• Assigned task: Please write out all of the entries without altering anything.
START Data in this exercise
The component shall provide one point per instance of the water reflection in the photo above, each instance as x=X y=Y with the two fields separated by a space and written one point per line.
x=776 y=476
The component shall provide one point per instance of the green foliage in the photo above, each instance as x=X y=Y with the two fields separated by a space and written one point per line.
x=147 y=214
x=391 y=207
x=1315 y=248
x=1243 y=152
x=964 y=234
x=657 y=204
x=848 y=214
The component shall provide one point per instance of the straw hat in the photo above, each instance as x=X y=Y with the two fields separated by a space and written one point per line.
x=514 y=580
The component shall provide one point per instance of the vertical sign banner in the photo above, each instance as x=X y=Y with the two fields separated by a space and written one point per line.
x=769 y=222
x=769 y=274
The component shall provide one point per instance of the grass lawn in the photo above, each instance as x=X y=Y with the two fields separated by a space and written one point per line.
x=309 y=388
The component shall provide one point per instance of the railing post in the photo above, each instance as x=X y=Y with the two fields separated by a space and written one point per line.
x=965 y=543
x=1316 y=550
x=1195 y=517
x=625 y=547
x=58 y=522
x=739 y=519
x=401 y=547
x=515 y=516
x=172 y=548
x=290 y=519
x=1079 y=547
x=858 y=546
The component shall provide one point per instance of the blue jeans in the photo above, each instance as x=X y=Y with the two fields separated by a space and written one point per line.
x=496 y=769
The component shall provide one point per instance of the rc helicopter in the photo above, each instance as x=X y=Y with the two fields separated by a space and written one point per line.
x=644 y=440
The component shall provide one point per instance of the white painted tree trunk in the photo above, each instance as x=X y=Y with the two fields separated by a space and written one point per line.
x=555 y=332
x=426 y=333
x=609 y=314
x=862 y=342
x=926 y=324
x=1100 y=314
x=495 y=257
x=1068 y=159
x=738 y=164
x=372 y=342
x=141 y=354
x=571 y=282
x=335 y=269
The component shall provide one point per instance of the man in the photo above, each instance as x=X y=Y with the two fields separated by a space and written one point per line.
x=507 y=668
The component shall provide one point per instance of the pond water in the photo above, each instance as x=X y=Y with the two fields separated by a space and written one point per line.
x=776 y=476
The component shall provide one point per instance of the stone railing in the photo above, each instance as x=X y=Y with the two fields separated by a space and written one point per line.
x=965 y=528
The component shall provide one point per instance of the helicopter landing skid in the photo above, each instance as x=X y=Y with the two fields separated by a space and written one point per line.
END Data in this exercise
• Expected answer:
The component shall provide one point per instance of the water reflection in the photo above, each instance as x=X y=Y with the two fields separated by a space and written one point per line.
x=776 y=476
The component shall provide one point per instance of the green foliage in the photo above, each instance as x=X y=Y with the two fields separated by a space and written one point per line.
x=147 y=214
x=391 y=207
x=1315 y=248
x=1243 y=152
x=964 y=234
x=657 y=204
x=848 y=214
The component shall provide one point per instance of the straw hat in the photo above, each instance as x=X y=Y with the two fields separated by a space and written one point per line.
x=514 y=580
The component shall provide one point per instance of the vertical sign banner in the photo above, each instance as x=X y=Y with the two fields separated by a space and written one point per line.
x=769 y=222
x=769 y=274
The component shall provide one point per instance of the grass lawn in the photo above, each instance as x=X y=Y with the two fields separated by a space and written one point per line.
x=309 y=388
The component shall provide one point per instance of the railing post in the photo above, each instance as x=X y=Y with the two fields separated by a space and written one point per line.
x=965 y=543
x=1316 y=550
x=1195 y=517
x=625 y=547
x=58 y=522
x=739 y=519
x=401 y=547
x=515 y=516
x=172 y=548
x=290 y=519
x=1079 y=547
x=858 y=546
The component shall provide one point per instance of the blue jeans in the photo above, each instance as x=X y=Y with the two fields separated by a space and written one point per line.
x=496 y=769
The component shall provide one point per instance of the rc helicopter in the photo above, each instance as x=X y=Y with the two fields separated by a space and written one point per line.
x=644 y=440
The component shall provide one point per instance of the white painted tree trunk in the photo above, each instance as x=X y=Y with the two fields separated by a space and written one point per line.
x=555 y=332
x=426 y=333
x=609 y=314
x=862 y=342
x=926 y=324
x=1100 y=314
x=495 y=257
x=1068 y=159
x=738 y=164
x=372 y=342
x=141 y=354
x=571 y=282
x=335 y=269
The component shall provide one point per instance of the man in the photo above, each instance as x=X y=Y with the two fields separated by a space and written one point per line.
x=507 y=668
The component shall provide one point per instance of the pond water in the photo above, each instance as x=X y=Y with the two fields separated by a space and written one point per line.
x=776 y=476
The component shall provide one point per instance of the stone railing in the photo above, each instance as x=X y=Y with the two fields separated by a space and written one point per line.
x=965 y=528
The component shall provide one point per instance of the helicopter landing skid in the photo above, each instance as x=X y=Y with the two fields separated by a space and written one point per line.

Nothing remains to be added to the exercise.